#### [Passage given]
Technology News Headlines for July 18 2012 ( Wednesday )


Yahoo Names Two News Editors In Chief
Yahoo has promoted two in-house journalists, Hillary Frey and Aaron Task, to newly created editor-in-chief roles. Frey, new editor in chief of Yahoo News, has held the post of managing editor since last year, following her job as Adweek’s managing editor. Task, newly appointed editor in chief of Yahoo Finance, has been with Yahoo since 2008 as a correspondent for the Yahoo Tech Ticker, switching over after a nine-year stint (per his LinkedIn profile) at TheStreet.com. While not quite as high profile as Yahoo's hire of Google’s Marissa Mayer, the two job changes are consistent with Yahoo's intention to make changes within the organization. ComScore’s review of general news sites in April 2012 had the Yahoo-ABC News Network partnership leading the U.S. general news category with 89.1 million visitors. Yahoo held a conference call to discuss Q2 results yesterday.

#### [Data excerpt]
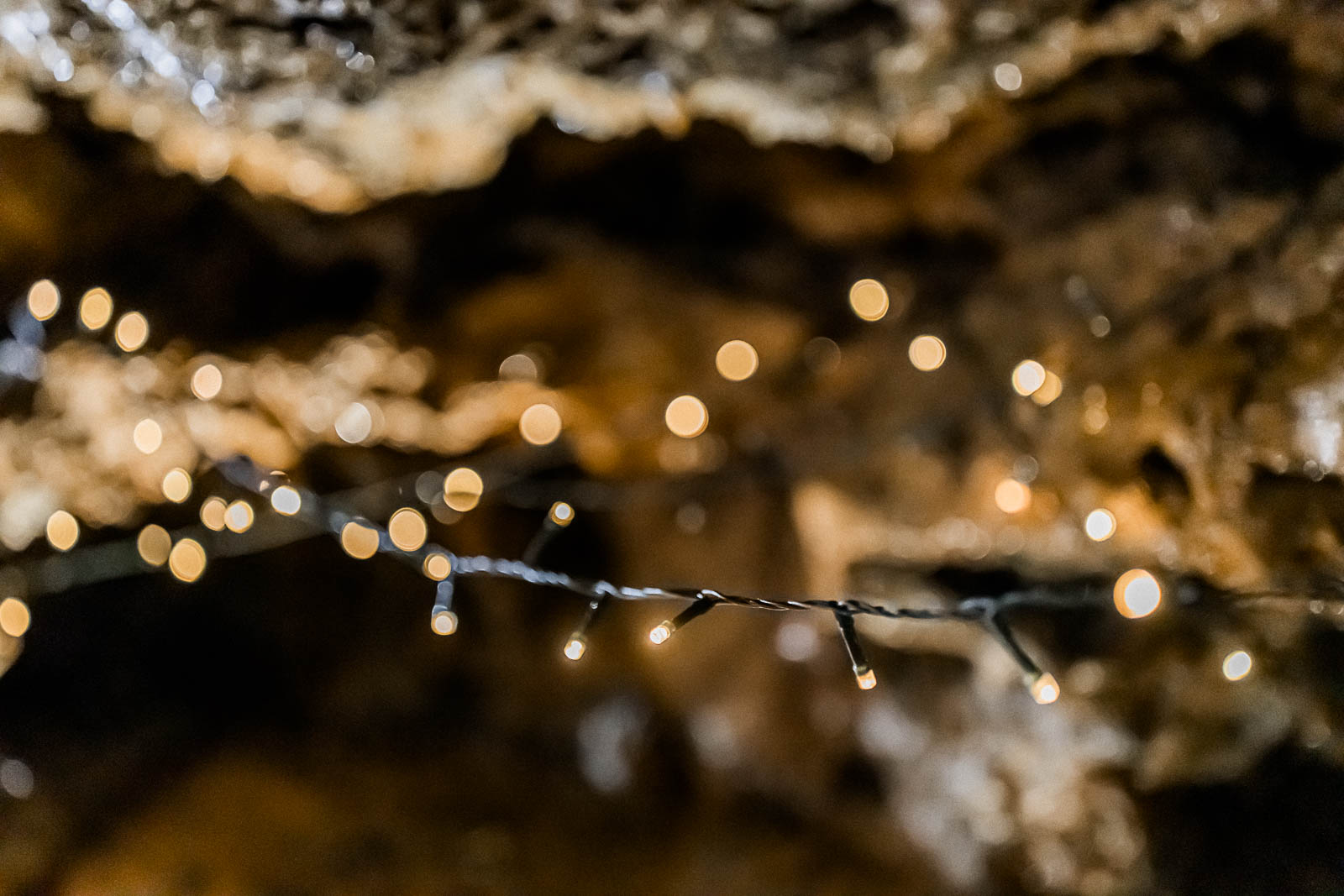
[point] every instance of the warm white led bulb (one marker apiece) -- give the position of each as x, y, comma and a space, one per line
575, 647
1043, 688
444, 622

#### [The task]
Write out the full article on Yahoo's two new editors in chief above, word for word, from its dated heading to the last sentence.

#### [Final answer]
Technology News Headlines for July 18 2012 ( Wednesday )


Yahoo Names Two News Editors In Chief
Yahoo has promoted two in-house journalists, Hillary Frey and Aaron Task, to newly created editor-in-chief roles. Frey, new editor in chief of Yahoo News, has held the post of managing editor since last year, following her job as Adweek’s managing editor. Task, newly appointed editor in chief of Yahoo Finance, has been with Yahoo since 2008 as a correspondent for the Yahoo Tech Ticker, switching over after a nine-year stint (per his LinkedIn profile) at TheStreet.com. While not quite as high profile as Yahoo's hire of Google’s Marissa Mayer, the two job changes are consistent with Yahoo's intention to make changes within the organization. ComScore’s review of general news sites in April 2012 had the Yahoo-ABC News Network partnership leading the U.S. general news category with 89.1 million visitors. Yahoo held a conference call to discuss Q2 results yesterday.